PAGE TEXT section start

Frozen in Their Grief: On the Bereavement of Palestinian Families

The Palestinian community must acknowledge the enormity of the loss of our children. (Activestills.org, file)

By Dr. Samah Jabr

While the world was celebrating New Year’s Eve in 2015, with all of its promise for the coming year, dozens of Palestinian families were receiving the frozen bodies of their Shaheeds (martyrs): children killed by Israelis in the recent political upheaval.

Let me state at the outset that this article is an attempt to explore the experience of grief among victims of our political reality- not an essay on the meaning of martyrdom or an analysis of the label “Shaheed”, a status which both secular and religious Palestinians give to children killed by the occupation.

I simply make the observation that the Palestinian community, like many groups who glorify soldiers who die on their behalf, glorifies the individuals who have been killed resisting the occupation and use the term “Shaheed” to draw attention to the circumstances of their death.

Much silence surrounds the grief of the families of Palestinian fighters. The Palestinians perceive the Israeli authorities as taking sadistic satisfaction in our suffering. In response, the Palestinians often present a tough exterior, masking their emotions and effacing all signs of vulnerability in the face of those who killed their loved ones. Some Palestinians go further, trying to avoid inflicting further pain on their family members by holding their grief to themselves.

A young woman came to see me for palpitations and shortness of breath, symptoms for which no organic cause was found. When I inquired when her symptoms began, she replied: “Since my brother’s heart stopped beating.” Her brother had been shot in a demonstration two years previously; she had been holding this loss bound up in her chest for fear that her entire household would collapse if anyone acknowledged it out loud.

Other motives for Palestinian silence are the wish to avoid incriminating those who have been killed and the need to prevent further intimidation of supportive and sympathetic individuals in the community. To show solidarity with bereaved families means taking risks and bearing consequences. Even Arab members of the Israeli Knesset, legislators who paid visits to suffering families making appeals to receive the bodies of their children for proper burial, were threatened and punished.

PAGE TEXT section end
STUDY MATERIAL section start

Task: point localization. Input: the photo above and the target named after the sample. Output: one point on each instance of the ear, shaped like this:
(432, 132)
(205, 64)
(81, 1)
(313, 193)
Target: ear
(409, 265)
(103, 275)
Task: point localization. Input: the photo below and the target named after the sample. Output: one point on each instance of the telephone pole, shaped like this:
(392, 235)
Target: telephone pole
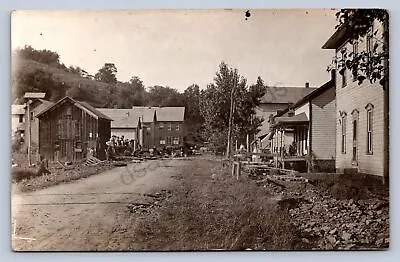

STUDY MATERIAL section end

**PROBLEM A**
Rewrite the paragraph of the grief article that begins "Much silence surrounds the grief" as a short bulleted list that keeps its main facts.
**PROBLEM B**
In the grief article, copy the passage from "Frozen in Their" up to and including "by the occupation.", word for word.

**ANSWER BOX A**
- The grief of Palestinian fighters' families is surrounded by silence.
- Palestinians see the Israeli authorities as taking sadistic satisfaction in their suffering.
- In response, they often show a tough exterior, hiding emotion and any sign of vulnerability before those who killed their loved ones.
- Some keep their grief to themselves to avoid causing their families more pain.

**ANSWER BOX B**
Frozen in Their Grief: On the Bereavement of Palestinian Families

The Palestinian community must acknowledge the enormity of the loss of our children. (Activestills.org, file)

By Dr. Samah Jabr

While the world was celebrating New Year’s Eve in 2015, with all of its promise for the coming year, dozens of Palestinian families were receiving the frozen bodies of their Shaheeds (martyrs): children killed by Israelis in the recent political upheaval.

Let me state at the outset that this article is an attempt to explore the experience of grief among victims of our political reality- not an essay on the meaning of martyrdom or an analysis of the label “Shaheed”, a status which both secular and religious Palestinians give to children killed by the occupation.